■ Directions:
**1)** Copy the stretch of the blog post about the 1980s from "Not sure why" through "this wandering paragraph).", word for word.
**2)** Keep writing the blog post about the 1980s and vintage, picking up right after its last sentence.

■ Source extract:
It's been a long time...

Not sure why I haven't blogged in a while. Perhaps it's my inability to think of anything interesting, or maybe it's because I have too many things in my head that are certainly blog-worthy, but way too much effort to spit out. I guess I have been in a creative black hole. (Next action, hit SAVE and come back to this wandering paragraph).

Okay I am back. The one thing I have been thinking about lately is the 1980s. A time when I grew up, became a turd, wore clothes that were lame, listened to lame music, had lame girlfriends and some good ones, and so on. At the time, things were lame. Living in that decade was lame but good at the same time. Ups and downs, trends, clicks, cool people. (Hitting SAVE again).

Then I see my 11-year-old son in the distance. It's me! The same clothes, reactions and taste in music. He's wearing skinny jeans and surf shirts, Vans, wearing his hair similar. How does this happen? How does this Tween start listening to Modern English, English Beat, Thompson Twins, etc? I conclude that it's just part of our society. He's impressionable, but the 1980s? For him, the 1980s are vintage, which means I'm old now. I don't want to be old yet, but I am there.

Vintage for each of us means something different. For me, vintage is the 50's, 60's and maybe the 70's. It's when cars were big and bold, music was real rock-n-roll, hi-tech was a home phone and a color television. For someone like me who didn't live during that period or experience it, it seemed like a simpler time, innocent and naive.

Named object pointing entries
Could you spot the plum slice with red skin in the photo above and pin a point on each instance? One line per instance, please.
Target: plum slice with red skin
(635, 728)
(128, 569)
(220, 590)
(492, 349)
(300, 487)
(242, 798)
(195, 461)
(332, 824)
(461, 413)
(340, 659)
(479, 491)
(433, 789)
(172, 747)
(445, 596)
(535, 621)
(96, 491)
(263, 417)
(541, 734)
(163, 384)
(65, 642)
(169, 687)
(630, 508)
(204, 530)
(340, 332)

■ Results of the tasks:
**1)**
Not sure why I haven't blogged in a while. Perhaps it's my inability to think of anything interesting, or maybe it's because I have too many things in my head that are certainly blog-worthy, but way too much effort to spit out. I guess I have been in a creative black hole. (Next action, hit SAVE and come back to this wandering paragraph).

**2)**
And now that my son has "forced" me to look back at the 1980s, download New Wave tunes from iTunes, I think about the fun times, the innocence, the things I/we hid from our parents, the things they found out, the sports, the stupid mistakes a teenager makes, the moments when you experienced something new like driving and cool music and hot girls. There are certain memories I hold that I will pass to my kids. I always wondered why I became a good fielder in baseball and now know and realize that I can attribute it to throwing the tennis ball against the wall above our garage door for hours and hours. It increased my eye-hand coordination exponentially. Over and over I threw it, and grabbed it with the glove I still have in my garage until I was bored or tired or both.

I remember my dad buying a dirt bike from the local shop, bringing it home in a crate, putting it together, and how I was scared to ride it out of the garage. To me it was fierce and I subsequently wheelied down the driveway–not on purpose.

I remember being a pain in the ass when my sister brought over her first serious boyfriend named Rich. I could see the two on the couch wondering when I was going to bed. I remember the cul-de-sac and the endless games of baseball and hitting line drives off the neighbors motorhome over and over, and basketball games that went late into the night courtesy of a flood light my dad would set up next to a basketball pole that he sunk two feet into the cement.

I distinctly recall–though my mom may not–scouring the grounds of my high school searching for a misplaced report card I was supposed to show to the athletic director in order to prove I had the grades to continue to play.

I am sure we all have these stories that are stored way back in the depths of our minds. They don't come to surface without some sort of trigger. It may be a childhood friend recalling instances, or music, or a son who has found the style and music of the "vintage" 1980s appealing. For me, thinking about those days came about via music. Now I am obsessed with those "glory" days and bands like Psychedelic Furs, OMD, and even Duran Duran! Thinking about the obscure New Wave bands I liked reminds me of the two Spanish exchange students who made the most awesome mix-cassette ever! I totally wish I still had that. (Hitting SAVE).

Eleven-year-old son: Dad what's a tape?
Me: It came before the CD and after the vinyl record.
Eleven-year-old son: What's a record? Do we still have CD's.
Me: Uhh.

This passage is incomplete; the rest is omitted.